AIM OF THE EXERCISE: In the passage on infant gut health, rewrite the paragraph beginning "The author was invited by Nestle Australia Pty Ltd" as a short bulleted list that keeps its main facts.
== SUPPLIED PASSAGE ==
Therefore, this is a very critical period of life that can influence long-term health. Pregnancy, mother's health (nutritional status, immunological health) and also the mode of delivery, breastfeeding and breast milk composition, all determine infant general health. Along with the food matrix in our weaning diet, these all influence our gut's health and the composition of gut microbiota, which have many functions in our body and for our health later in life.
The author was invited by Nestle Australia Pty Ltd to speak at the combined 17th Congress of the Federation of Asian and Oceania Perinatal Societies (FAOPS) and the 16th Annual Congress of the Perinatal Society of Australia and New Zealand (PSANZ) – FAOPS & PSANZ Sydney 2012. This supplement is a review article based on the presentation provided by the author at this meeting. The content for this article was presented by the author, and a medical writer, Rodrick Faulkner, undertook the writing of the first draft. The author contributed to reviewing and revising the manuscript with the medical writer coordinating the author amendments.
Multiple Choice Questions
1Intestinal microbiota profiles in infants can be linked to risk of disease later in life by:
A Low colonies of Bifidobacterium
B Presence of clostridia and absence of Lactobacillus
C Absence of specific strains of Bifidobacterium
D Presence of unidentified microbiota
E Presence of B. longum and absence of B. adolescentis
Answer: C. Microbiota is made up of helpful, neutral and harmful bacteria. Many microbiota strains remain unidentified and so their harmfulness or otherwise is unknown. Absence or low colonies of bifidobacteria or Lactobacillus alone and/or presence of clostridia would be uncertain profiles for predicting later disease development without counts of specific strains of this microbiota. Thus, only the absence of specific bifidobacterial strains has been directly linked to later disease development.
===
== LISTED RECORDS ==
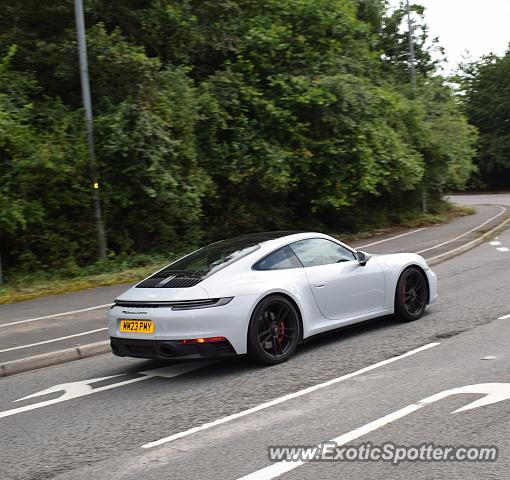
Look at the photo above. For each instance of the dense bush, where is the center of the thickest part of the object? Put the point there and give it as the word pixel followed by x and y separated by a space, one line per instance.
pixel 214 118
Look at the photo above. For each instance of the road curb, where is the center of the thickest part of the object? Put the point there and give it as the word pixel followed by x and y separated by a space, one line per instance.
pixel 467 246
pixel 53 358
pixel 92 349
===
THE COMPLETED TASK:
- Nestle Australia Pty Ltd invited the author to speak at FAOPS & PSANZ Sydney 2012. This was the combined 17th Congress of the Federation of Asian and Oceania Perinatal Societies and 16th Annual Congress of the Perinatal Society of Australia and New Zealand.
- This supplement is a review article based on the author's presentation at that meeting.
- The author presented the content, and medical writer Rodrick Faulkner wrote the first draft.
- The author reviewed and revised the manuscript, and the medical writer coordinated the author's amendments.